LIST OF TASKS —
• 1. Name every person the piece on Carax's Merde below mentions.
• 2. According to the piece on Carax's Merde below, who stars in Merde, and what was his earlier job?
• 3. Check each statement against the piece on Carax's Merde below: (a) Merde is the first episode of Tokyo!; (b) Hasumi's list has twelve titles; (c) Lavant appears in Pola X.
-- SELECTION start --
Leos Carax’s MERDE

For me the most interesting “ten best” list included in the January-February 2009 issue of Film Comment is the dozen titles offered by my favorite Japanese film critic, Shigehiko Hasumi. And what’s especially interesting about his list is the inclusion of Leos Carax’s Merde — the middle episode in the three-part feature Tokyo! (2008), flanked by contributions from Michel Gondry and Joon-ho Bong. Decidedly over-the-top in both theme and style as well as execution, and starring former circus acrobat Denis Lavant, who also plays the lead role in Carax’s first three features — an actor who’s surely even more important to this filmmaker’s work than Jean-Pierre Léaud was to the early features of Truffaut — Merde is a provocation and something of an anomaly, even for someone as eclectic as Carax. (It’s also his first film of any length since his 1999 Pola X, his only major film without Lavant.)
-- SELECTION end --
-- RECORDS start --
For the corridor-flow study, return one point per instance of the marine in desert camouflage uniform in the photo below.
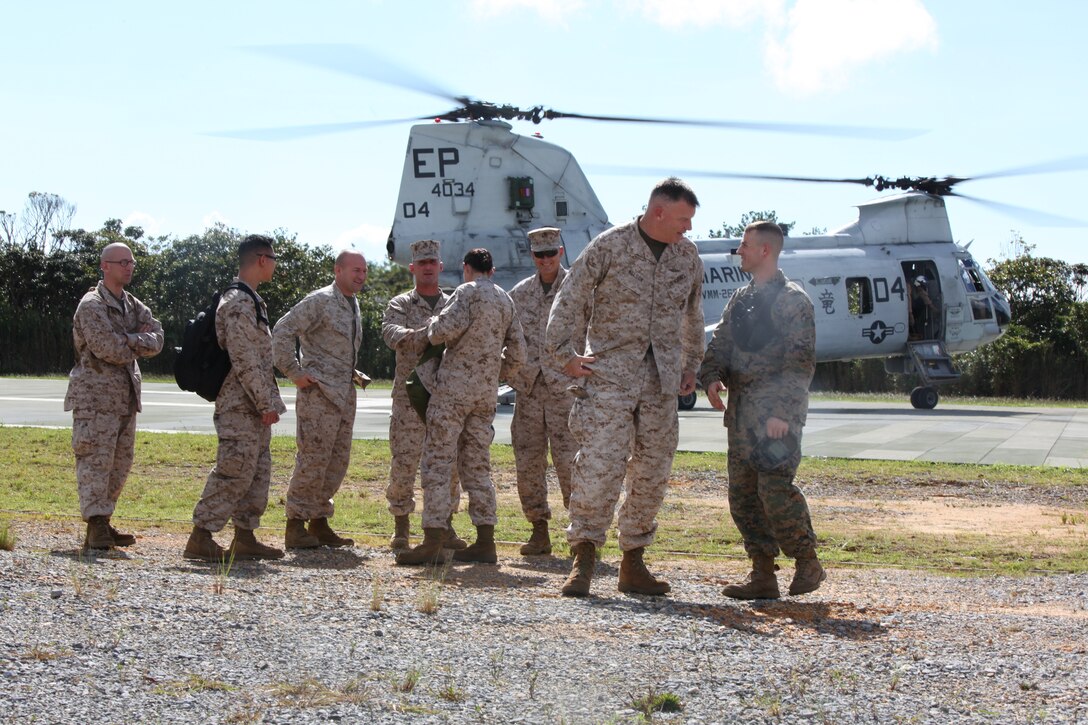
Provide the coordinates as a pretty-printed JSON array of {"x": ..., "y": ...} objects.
[
  {"x": 246, "y": 408},
  {"x": 484, "y": 344},
  {"x": 404, "y": 330},
  {"x": 628, "y": 321},
  {"x": 764, "y": 354},
  {"x": 326, "y": 327},
  {"x": 543, "y": 403},
  {"x": 111, "y": 330}
]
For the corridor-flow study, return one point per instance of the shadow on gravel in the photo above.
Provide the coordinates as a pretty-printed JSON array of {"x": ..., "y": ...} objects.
[
  {"x": 489, "y": 576},
  {"x": 90, "y": 556},
  {"x": 239, "y": 569},
  {"x": 323, "y": 558},
  {"x": 762, "y": 617}
]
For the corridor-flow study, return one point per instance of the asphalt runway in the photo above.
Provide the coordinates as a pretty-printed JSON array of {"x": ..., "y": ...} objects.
[{"x": 960, "y": 433}]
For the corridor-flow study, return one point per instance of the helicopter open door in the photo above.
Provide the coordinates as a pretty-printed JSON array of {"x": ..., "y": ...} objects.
[{"x": 925, "y": 299}]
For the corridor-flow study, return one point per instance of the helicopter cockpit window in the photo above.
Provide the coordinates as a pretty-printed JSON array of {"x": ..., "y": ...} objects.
[
  {"x": 860, "y": 295},
  {"x": 972, "y": 278},
  {"x": 980, "y": 309}
]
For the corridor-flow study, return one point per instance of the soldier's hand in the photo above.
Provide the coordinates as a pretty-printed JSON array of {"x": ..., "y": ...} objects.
[
  {"x": 688, "y": 383},
  {"x": 777, "y": 428},
  {"x": 579, "y": 366},
  {"x": 714, "y": 395}
]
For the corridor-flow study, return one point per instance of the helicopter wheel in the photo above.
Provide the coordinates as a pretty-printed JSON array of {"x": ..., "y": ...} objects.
[{"x": 924, "y": 398}]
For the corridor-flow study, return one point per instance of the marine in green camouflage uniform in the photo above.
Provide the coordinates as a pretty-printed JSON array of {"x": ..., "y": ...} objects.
[
  {"x": 484, "y": 344},
  {"x": 111, "y": 331},
  {"x": 247, "y": 406},
  {"x": 764, "y": 354},
  {"x": 628, "y": 322},
  {"x": 404, "y": 330},
  {"x": 328, "y": 330},
  {"x": 542, "y": 408}
]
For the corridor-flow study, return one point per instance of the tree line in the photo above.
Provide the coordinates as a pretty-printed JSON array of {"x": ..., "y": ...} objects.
[
  {"x": 45, "y": 270},
  {"x": 41, "y": 284}
]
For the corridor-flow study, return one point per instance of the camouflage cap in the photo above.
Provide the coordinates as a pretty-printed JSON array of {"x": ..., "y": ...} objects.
[
  {"x": 544, "y": 238},
  {"x": 425, "y": 249}
]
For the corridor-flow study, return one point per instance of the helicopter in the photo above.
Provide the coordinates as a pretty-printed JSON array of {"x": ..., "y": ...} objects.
[
  {"x": 470, "y": 181},
  {"x": 479, "y": 184}
]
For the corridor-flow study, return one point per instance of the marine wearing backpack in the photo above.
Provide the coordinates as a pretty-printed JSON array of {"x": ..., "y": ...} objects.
[{"x": 200, "y": 365}]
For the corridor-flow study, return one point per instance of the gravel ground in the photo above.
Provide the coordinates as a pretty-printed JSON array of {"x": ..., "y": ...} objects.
[{"x": 144, "y": 636}]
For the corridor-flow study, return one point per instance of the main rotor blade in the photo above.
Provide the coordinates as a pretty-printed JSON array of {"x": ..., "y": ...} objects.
[
  {"x": 810, "y": 128},
  {"x": 289, "y": 133},
  {"x": 358, "y": 62},
  {"x": 1072, "y": 163},
  {"x": 637, "y": 171},
  {"x": 1023, "y": 213}
]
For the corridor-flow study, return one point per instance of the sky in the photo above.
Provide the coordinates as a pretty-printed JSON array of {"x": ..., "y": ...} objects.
[{"x": 114, "y": 106}]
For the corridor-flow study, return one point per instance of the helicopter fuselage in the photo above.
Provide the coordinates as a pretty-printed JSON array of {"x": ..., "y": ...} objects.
[{"x": 478, "y": 184}]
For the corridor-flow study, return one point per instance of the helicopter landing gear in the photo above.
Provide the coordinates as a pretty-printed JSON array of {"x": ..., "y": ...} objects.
[{"x": 924, "y": 398}]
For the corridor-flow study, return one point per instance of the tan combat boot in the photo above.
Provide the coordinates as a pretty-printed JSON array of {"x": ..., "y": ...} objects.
[
  {"x": 540, "y": 542},
  {"x": 581, "y": 573},
  {"x": 634, "y": 577},
  {"x": 297, "y": 537},
  {"x": 808, "y": 575},
  {"x": 429, "y": 553},
  {"x": 320, "y": 528},
  {"x": 120, "y": 539},
  {"x": 400, "y": 529},
  {"x": 98, "y": 533},
  {"x": 454, "y": 541},
  {"x": 202, "y": 547},
  {"x": 246, "y": 545},
  {"x": 482, "y": 550},
  {"x": 761, "y": 582}
]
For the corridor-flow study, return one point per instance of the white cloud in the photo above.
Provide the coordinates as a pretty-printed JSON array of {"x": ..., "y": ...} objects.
[
  {"x": 213, "y": 218},
  {"x": 555, "y": 11},
  {"x": 150, "y": 225},
  {"x": 368, "y": 238},
  {"x": 701, "y": 13},
  {"x": 808, "y": 45},
  {"x": 825, "y": 40}
]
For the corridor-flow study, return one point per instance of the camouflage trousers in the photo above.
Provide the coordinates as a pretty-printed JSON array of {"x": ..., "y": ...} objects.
-- RECORDS end --
RESULTS —
• 1. Shigehiko Hasumi, Leos Carax, Michel Gondry, Joon-ho Bong, Denis Lavant, Jean-Pierre Léaud, Truffaut

• 2. Denis Lavant, a former circus acrobat.

• 3.
(a) No: "the middle episode in the three-part feature Tokyo! (2008)"
(b) Yes: "the dozen titles offered by my favorite Japanese film critic, Shigehiko Hasumi"
(c) No: "his only major film without Lavant"